Rows from a segmentation dataset:
+===+

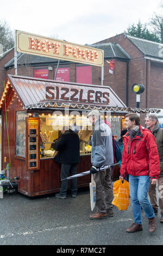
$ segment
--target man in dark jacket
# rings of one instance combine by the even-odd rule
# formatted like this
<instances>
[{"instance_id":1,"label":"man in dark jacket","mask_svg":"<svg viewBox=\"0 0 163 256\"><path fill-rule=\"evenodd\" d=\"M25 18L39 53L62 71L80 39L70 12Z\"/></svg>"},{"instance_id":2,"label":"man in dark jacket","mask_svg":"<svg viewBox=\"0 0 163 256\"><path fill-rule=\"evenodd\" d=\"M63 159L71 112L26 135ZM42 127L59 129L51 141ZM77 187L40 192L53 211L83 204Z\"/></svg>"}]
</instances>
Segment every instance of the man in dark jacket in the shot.
<instances>
[{"instance_id":1,"label":"man in dark jacket","mask_svg":"<svg viewBox=\"0 0 163 256\"><path fill-rule=\"evenodd\" d=\"M66 129L67 128L67 129ZM66 179L68 174L71 175L77 174L77 164L80 161L80 140L78 134L65 127L61 131L62 133L57 142L55 150L58 151L54 160L61 163L60 178ZM77 193L77 178L71 180L71 196L76 197ZM60 192L55 194L58 198L66 199L68 187L68 180L61 181Z\"/></svg>"},{"instance_id":2,"label":"man in dark jacket","mask_svg":"<svg viewBox=\"0 0 163 256\"><path fill-rule=\"evenodd\" d=\"M160 173L159 157L154 137L140 124L139 117L127 114L124 124L128 132L124 136L124 147L120 178L128 173L130 195L135 222L126 229L133 233L142 230L141 206L149 220L149 231L154 232L156 221L147 194L150 182L156 184Z\"/></svg>"},{"instance_id":3,"label":"man in dark jacket","mask_svg":"<svg viewBox=\"0 0 163 256\"><path fill-rule=\"evenodd\" d=\"M160 127L159 120L156 115L149 114L146 119L147 127L152 131L154 135L158 146L160 164L160 174L158 180L159 190L159 205L161 211L160 222L163 222L163 129ZM150 184L149 187L149 196L151 203L154 209L155 215L158 214L159 206L157 204L156 185Z\"/></svg>"},{"instance_id":4,"label":"man in dark jacket","mask_svg":"<svg viewBox=\"0 0 163 256\"><path fill-rule=\"evenodd\" d=\"M91 139L91 163L90 173L96 185L96 207L97 212L90 215L91 220L99 220L113 216L113 192L111 183L111 170L107 167L114 163L112 138L111 129L100 119L97 109L91 111L87 115L95 127ZM98 170L105 166L105 170ZM107 167L107 168L106 168Z\"/></svg>"}]
</instances>

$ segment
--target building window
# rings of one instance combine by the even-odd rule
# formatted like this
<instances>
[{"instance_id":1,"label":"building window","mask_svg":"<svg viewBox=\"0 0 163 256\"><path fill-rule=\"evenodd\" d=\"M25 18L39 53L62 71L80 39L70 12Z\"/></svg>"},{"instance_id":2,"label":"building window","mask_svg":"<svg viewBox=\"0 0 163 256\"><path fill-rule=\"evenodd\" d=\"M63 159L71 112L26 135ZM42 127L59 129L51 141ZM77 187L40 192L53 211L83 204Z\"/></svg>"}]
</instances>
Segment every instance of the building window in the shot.
<instances>
[{"instance_id":1,"label":"building window","mask_svg":"<svg viewBox=\"0 0 163 256\"><path fill-rule=\"evenodd\" d=\"M55 74L57 68L55 68ZM59 68L55 80L58 81L70 82L70 68Z\"/></svg>"},{"instance_id":2,"label":"building window","mask_svg":"<svg viewBox=\"0 0 163 256\"><path fill-rule=\"evenodd\" d=\"M48 69L34 69L34 77L37 78L48 79Z\"/></svg>"},{"instance_id":3,"label":"building window","mask_svg":"<svg viewBox=\"0 0 163 256\"><path fill-rule=\"evenodd\" d=\"M79 83L92 83L92 66L79 66L76 67L76 82Z\"/></svg>"}]
</instances>

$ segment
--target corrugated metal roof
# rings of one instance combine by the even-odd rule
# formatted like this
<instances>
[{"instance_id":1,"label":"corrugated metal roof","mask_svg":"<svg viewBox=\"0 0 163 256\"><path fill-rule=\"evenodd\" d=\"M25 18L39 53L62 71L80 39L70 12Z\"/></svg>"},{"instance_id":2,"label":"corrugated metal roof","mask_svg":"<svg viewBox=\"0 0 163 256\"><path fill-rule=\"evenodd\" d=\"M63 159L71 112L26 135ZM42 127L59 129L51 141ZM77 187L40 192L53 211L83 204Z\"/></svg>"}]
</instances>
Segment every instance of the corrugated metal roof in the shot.
<instances>
[{"instance_id":1,"label":"corrugated metal roof","mask_svg":"<svg viewBox=\"0 0 163 256\"><path fill-rule=\"evenodd\" d=\"M114 109L115 111L124 111L127 109L126 105L109 87L66 82L58 82L54 80L41 80L11 75L8 75L8 80L9 82L8 83L8 86L12 86L22 102L24 108L26 109L65 106L81 109L97 108L102 110ZM46 97L47 95L52 97L51 93L48 93L46 92L47 87L51 87L52 88L50 92L54 93L55 95L53 100L48 99ZM76 89L78 92L73 97L73 94ZM99 98L95 99L95 91ZM89 92L91 95L88 100ZM66 94L64 95L64 93L66 93ZM106 103L106 97L108 97L107 94L108 93L109 94L109 104ZM79 98L80 94L82 95ZM93 102L90 102L92 100L93 100Z\"/></svg>"},{"instance_id":2,"label":"corrugated metal roof","mask_svg":"<svg viewBox=\"0 0 163 256\"><path fill-rule=\"evenodd\" d=\"M163 59L160 54L160 50L163 47L163 44L149 41L142 38L138 38L130 35L127 35L128 38L145 55Z\"/></svg>"},{"instance_id":3,"label":"corrugated metal roof","mask_svg":"<svg viewBox=\"0 0 163 256\"><path fill-rule=\"evenodd\" d=\"M51 90L46 90L47 87L51 87ZM101 111L143 113L158 113L160 111L158 109L128 108L109 87L68 82L58 82L54 80L11 75L8 75L5 89L0 99L0 111L4 105L4 94L7 98L7 96L9 96L11 88L14 90L20 104L26 109L37 108L54 109L55 108L68 107L70 108L80 110L97 109ZM64 95L63 93L65 93ZM74 93L76 93L75 95ZM89 93L92 94L88 100ZM52 93L54 94L54 99L48 99L48 96L52 98ZM109 103L106 102L108 94L109 94ZM97 97L96 99L96 95ZM106 96L108 97L106 97ZM92 100L93 100L93 102L91 102Z\"/></svg>"}]
</instances>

+===+

State how many lines of the data contain the string "shot". Reply with the number alone.

* Written solution: 3